**SELECTED PASSAGE**
★ ★ ★ ★ ★
P. Annicchiarico and N. Berardo Istituto Sperimentale per le Culture Foraggere, viale Piacenza 29, 20075 Lodi, Italy
Introduction
Comparison of white clover-based vs. lucerne-based legume-grass binary mixtures
Evaluation of binary mixtures of white clover with different grass species and varieties
Evolution of feeding value in function of clover content in binary mixtures of white clover with different grass species
References
Italian milk production is progressively concentrating on the northern part of the country and particularly on those regions, like southern Lombardy, whose farming systems can combine large farm and herd size with rather high production per cow and which are increasingly directed to high quality production for cheese making (Zuppiroli, 1988; Gian and Mosso, 1991). In these systems, reasons related to milk quality (Annibaldi, 1988), conservation of soil fertility and reduction of nitrogen leaching (Spallacci et al., 1988) and profitability (Gian and Mosso, 1991) suggest that forage production should also rely on high yielding, mowed rotational meadows beside cropping of annual cereals for ensiling. However, only forages of high quality should be included in the rations to maintain high values of digestibility and voluntary intake of the feed and maximize, therefore, milk yields while providing the necessary amount of fibre to the animals (Succi et al., 1988; Mertens, 1992). Evaluation of fodder crops targeted to these dairy systems needs therefore to pay special attention to feeding value.
The present study aimed at: i) comparing, particularly in terms of nutritive value, a set of legume - grass binary mixtures including Ladino white clover with other mixtures including lucerne as the legume component; ii) evaluating yield and quality of binary mixtures of white clover with different species and varieties of grass.
★ ★ ★ ★ ★
**DATA ROWS**
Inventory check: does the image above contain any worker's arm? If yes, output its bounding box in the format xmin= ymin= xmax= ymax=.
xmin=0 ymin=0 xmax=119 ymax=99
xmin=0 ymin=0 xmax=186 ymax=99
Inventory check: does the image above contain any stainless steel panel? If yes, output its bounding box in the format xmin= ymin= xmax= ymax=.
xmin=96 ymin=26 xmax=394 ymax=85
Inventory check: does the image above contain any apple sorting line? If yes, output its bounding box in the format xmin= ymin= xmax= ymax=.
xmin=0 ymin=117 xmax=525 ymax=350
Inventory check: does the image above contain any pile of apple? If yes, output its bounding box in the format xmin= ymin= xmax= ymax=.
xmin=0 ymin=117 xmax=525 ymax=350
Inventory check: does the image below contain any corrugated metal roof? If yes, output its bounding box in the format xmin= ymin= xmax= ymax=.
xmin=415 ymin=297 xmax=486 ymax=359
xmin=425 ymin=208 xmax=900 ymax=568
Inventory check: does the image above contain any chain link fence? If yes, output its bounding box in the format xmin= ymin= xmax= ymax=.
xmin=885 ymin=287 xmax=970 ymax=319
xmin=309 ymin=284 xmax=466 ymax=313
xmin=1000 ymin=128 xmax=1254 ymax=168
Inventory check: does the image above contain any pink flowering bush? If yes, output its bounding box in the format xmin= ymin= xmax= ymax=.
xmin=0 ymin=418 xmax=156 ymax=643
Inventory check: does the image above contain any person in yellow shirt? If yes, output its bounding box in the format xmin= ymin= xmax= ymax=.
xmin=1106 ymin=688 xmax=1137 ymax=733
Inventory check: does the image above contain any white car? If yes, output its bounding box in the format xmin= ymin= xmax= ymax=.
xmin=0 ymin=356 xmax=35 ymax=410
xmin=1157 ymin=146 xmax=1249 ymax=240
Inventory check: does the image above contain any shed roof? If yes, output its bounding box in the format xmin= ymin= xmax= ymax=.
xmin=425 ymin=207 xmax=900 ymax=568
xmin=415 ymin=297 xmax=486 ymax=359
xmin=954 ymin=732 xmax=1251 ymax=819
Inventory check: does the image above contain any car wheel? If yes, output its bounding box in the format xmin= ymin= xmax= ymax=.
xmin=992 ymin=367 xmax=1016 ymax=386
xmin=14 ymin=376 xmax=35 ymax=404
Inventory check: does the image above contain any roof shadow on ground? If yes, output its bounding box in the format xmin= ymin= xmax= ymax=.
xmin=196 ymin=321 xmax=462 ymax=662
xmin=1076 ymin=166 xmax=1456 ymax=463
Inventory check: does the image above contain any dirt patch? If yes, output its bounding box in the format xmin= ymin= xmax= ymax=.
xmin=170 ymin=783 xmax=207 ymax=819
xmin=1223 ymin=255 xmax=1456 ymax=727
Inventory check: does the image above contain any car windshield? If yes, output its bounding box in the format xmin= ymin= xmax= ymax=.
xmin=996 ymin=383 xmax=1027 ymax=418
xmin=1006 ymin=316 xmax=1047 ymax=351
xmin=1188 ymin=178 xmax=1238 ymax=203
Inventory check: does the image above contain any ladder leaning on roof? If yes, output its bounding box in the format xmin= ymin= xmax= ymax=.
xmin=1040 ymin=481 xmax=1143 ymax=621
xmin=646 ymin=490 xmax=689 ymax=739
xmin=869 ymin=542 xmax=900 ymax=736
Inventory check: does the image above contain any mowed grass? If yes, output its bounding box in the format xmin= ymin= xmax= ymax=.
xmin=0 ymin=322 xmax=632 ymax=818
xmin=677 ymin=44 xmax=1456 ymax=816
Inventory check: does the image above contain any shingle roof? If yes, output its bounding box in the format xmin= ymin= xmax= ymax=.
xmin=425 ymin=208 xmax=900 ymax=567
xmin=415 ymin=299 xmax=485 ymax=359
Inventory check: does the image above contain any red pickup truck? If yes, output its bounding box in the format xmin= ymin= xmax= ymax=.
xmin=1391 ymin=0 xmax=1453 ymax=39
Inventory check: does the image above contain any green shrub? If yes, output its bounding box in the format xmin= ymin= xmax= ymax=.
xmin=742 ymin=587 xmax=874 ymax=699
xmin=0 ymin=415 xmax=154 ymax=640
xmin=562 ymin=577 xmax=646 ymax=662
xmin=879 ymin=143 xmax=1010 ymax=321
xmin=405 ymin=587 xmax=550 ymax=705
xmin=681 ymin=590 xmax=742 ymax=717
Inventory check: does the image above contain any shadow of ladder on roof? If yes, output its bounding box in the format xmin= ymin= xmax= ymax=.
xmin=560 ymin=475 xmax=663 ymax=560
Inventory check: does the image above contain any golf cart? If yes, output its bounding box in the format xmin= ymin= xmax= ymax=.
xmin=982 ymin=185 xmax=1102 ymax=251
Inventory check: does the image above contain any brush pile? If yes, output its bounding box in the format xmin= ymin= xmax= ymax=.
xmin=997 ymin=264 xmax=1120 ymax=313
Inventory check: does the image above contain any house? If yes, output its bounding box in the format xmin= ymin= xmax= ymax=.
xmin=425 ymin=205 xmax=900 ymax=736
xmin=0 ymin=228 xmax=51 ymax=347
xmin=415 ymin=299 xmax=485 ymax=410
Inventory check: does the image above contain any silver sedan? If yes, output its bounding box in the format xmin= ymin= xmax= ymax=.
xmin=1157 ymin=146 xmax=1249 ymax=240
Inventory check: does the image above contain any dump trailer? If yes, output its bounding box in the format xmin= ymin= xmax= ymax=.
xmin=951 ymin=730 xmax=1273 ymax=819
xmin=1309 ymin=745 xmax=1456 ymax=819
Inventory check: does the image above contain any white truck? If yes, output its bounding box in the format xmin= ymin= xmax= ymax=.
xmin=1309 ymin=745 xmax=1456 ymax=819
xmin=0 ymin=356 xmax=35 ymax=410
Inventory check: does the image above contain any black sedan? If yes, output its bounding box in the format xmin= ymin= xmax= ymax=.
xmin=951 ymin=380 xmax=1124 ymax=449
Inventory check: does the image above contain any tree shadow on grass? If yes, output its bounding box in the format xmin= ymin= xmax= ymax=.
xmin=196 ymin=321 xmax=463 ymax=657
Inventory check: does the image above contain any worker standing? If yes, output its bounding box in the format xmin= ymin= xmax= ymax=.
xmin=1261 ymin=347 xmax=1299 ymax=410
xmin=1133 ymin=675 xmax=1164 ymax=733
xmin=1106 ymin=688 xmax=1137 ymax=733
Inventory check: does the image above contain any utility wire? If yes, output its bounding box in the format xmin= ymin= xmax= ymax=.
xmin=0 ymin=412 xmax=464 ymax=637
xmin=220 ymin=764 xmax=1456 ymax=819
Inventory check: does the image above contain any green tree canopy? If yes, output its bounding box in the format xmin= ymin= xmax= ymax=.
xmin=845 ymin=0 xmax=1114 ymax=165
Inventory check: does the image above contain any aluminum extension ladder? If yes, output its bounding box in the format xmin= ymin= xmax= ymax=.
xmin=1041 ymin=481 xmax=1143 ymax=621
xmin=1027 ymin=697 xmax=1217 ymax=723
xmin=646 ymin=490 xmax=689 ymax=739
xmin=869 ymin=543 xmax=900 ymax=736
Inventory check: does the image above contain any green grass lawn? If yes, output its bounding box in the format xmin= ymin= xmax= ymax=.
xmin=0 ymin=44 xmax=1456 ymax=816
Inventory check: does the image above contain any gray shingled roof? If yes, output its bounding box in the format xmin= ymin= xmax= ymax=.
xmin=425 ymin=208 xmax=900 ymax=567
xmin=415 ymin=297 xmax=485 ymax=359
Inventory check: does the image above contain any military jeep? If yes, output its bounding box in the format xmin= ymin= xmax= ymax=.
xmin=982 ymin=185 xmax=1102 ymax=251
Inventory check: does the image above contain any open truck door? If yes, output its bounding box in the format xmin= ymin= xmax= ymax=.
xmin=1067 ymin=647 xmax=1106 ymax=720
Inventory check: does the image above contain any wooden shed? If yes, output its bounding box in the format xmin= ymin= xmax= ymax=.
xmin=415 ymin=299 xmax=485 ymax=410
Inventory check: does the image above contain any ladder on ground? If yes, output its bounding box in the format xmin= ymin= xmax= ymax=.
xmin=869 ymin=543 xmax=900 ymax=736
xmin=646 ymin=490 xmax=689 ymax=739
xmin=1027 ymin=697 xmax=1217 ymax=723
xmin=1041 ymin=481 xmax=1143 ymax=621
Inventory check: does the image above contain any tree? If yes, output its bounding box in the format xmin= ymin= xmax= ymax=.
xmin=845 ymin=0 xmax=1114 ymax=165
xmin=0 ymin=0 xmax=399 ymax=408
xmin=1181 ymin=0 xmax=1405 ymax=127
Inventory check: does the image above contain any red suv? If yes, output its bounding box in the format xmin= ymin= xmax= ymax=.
★ ★ ★ ★ ★
**PROBLEM STATEMENT**
Pick up the passage on white clover forage mixtures right after its final sentence and continue writing it. The listing comes from a different source than the text.

**REPLY TO THE TASK**
Nitrogen fertilisation and vigour of the associated grass can influence both yield and content of clover, i.e. nutritive value, of white clover-based mixtures (Frame and Newbould, 1986; Harris, 1987). Maximization of both quantity and quality often proves difficult, and knowledge of the minimum content of clover compatible with good feeding value can provide a basis for sound technical decisions. A further aim of this study was, therefore, iii) preliminarily assessing the evolution of feeding value as a function of clover content in binary mixtures of white clover with different grass species.
The white clover 'Gigante lodigiano' and the lucerne 'Cremonese' were grown in binary mixture with each of 3 varieties of cocksfoot and 3 varieties of tall fescue near Cremona (southern Lombardy) for 3 years. Though in separate trials, the white clover and the lucerne mixtures were grown contemporarily in the same field and under the same management which included border irrigation in summer and 125 kg/ha of N per year beside P and K fertilisation. Information on dry matter (DM) yield and content of legume on green weight, already published by Onofrii et al. (1988a; 1988b), is reported in Table 1 without statistical comparisons.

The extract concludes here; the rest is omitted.